▶ ACTIVITY
Without skipping anything, print all of the data exactly.

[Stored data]
****************
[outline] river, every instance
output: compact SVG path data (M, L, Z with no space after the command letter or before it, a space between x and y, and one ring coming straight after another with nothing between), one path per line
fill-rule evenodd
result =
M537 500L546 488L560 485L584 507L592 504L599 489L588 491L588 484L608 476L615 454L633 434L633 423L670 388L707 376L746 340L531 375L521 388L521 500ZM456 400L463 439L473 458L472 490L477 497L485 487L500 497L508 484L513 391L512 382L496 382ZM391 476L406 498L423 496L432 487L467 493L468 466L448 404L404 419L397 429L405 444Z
****************
▶ RESPONSE FOR THIS EXERCISE
[outline] river, every instance
output: compact SVG path data (M, L, Z with no space after the command letter or before it, a space between x and y, and one ring coming straight after another with nothing between), one path per line
fill-rule evenodd
result =
M537 500L546 488L560 485L584 507L592 504L599 489L588 491L588 484L608 476L615 454L633 434L633 423L670 388L707 376L746 340L531 375L521 388L521 500ZM456 400L463 439L473 458L472 490L477 497L485 487L500 497L508 484L513 391L512 382L496 382ZM391 476L406 498L423 496L432 487L467 493L468 466L448 404L404 419L397 429L405 444Z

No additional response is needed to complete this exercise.